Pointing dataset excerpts
--- START ---

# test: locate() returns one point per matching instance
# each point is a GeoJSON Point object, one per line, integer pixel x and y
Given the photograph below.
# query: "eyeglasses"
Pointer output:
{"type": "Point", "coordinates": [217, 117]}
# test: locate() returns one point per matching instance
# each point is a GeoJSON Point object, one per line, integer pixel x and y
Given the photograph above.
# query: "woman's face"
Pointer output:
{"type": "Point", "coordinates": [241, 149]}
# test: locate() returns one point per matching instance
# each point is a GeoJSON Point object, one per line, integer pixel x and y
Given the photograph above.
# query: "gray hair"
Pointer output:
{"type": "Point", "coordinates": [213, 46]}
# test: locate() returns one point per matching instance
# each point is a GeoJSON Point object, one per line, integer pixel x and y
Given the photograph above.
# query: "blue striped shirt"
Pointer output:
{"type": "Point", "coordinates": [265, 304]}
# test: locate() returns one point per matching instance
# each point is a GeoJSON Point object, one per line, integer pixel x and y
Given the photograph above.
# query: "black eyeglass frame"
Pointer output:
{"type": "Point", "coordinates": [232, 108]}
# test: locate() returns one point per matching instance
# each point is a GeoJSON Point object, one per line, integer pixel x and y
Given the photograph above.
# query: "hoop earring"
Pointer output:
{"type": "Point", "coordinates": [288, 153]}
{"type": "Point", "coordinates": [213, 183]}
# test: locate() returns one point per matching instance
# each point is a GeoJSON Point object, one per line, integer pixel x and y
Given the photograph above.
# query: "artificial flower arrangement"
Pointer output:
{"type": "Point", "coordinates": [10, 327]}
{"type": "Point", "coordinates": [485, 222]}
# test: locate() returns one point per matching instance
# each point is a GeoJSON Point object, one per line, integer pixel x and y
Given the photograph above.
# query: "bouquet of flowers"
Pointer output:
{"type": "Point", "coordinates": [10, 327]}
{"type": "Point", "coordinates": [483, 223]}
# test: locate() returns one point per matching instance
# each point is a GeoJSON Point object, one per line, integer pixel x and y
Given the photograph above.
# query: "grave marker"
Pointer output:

--- END ---

◆ **YOUR GOAL**: Write all of the records out again exactly.

◆ **SOLUTION**:
# test: locate() returns one point per matching instance
# each point is a GeoJSON Point object, one per line, integer pixel x and y
Given the photograph below.
# query: "eyeglasses"
Pointer output:
{"type": "Point", "coordinates": [217, 117]}
# test: locate() returns one point per matching instance
# each point is a GeoJSON Point object, one per line, integer pixel x and y
Given the photograph above.
# query: "woman's face"
Pointer output:
{"type": "Point", "coordinates": [241, 149]}
# test: locate() returns one point per matching instance
# each point is a GeoJSON Point object, one per line, integer pixel x and y
Given the photograph above.
# query: "gray hair"
Pointer output:
{"type": "Point", "coordinates": [213, 46]}
# test: locate() returns one point per matching instance
# each point is a GeoJSON Point object, one per line, integer pixel x and y
Given the photograph above.
# query: "blue striped shirt"
Pointer output:
{"type": "Point", "coordinates": [265, 304]}
# test: locate() returns one point per matching instance
# each point is a GeoJSON Point object, one per line, integer pixel x and y
Given the photograph above.
# query: "black eyeglass frame"
Pointer output:
{"type": "Point", "coordinates": [232, 108]}
# test: locate() returns one point per matching instance
# each point is a GeoJSON Point object, one per line, integer pixel x and y
Given the photograph above.
# query: "hoop earring"
Pointer output:
{"type": "Point", "coordinates": [288, 153]}
{"type": "Point", "coordinates": [213, 183]}
# test: locate() returns one point per matching instance
# each point is a GeoJSON Point object, one per line, integer pixel x and y
Given the photograph above.
# query: "artificial flower arrangement"
Pointer output:
{"type": "Point", "coordinates": [10, 327]}
{"type": "Point", "coordinates": [485, 222]}
# test: locate() returns one point per matching instance
# each point is a GeoJSON Point object, one per line, integer pixel x and y
Given the photograph above.
# query: "bouquet of flowers"
Pointer output:
{"type": "Point", "coordinates": [10, 327]}
{"type": "Point", "coordinates": [483, 223]}
# test: locate() returns one point per matching instance
# each point is a GeoJSON Point object, one per line, integer pixel x and y
Given the photograph above.
# query: "grave marker"
Pointer output:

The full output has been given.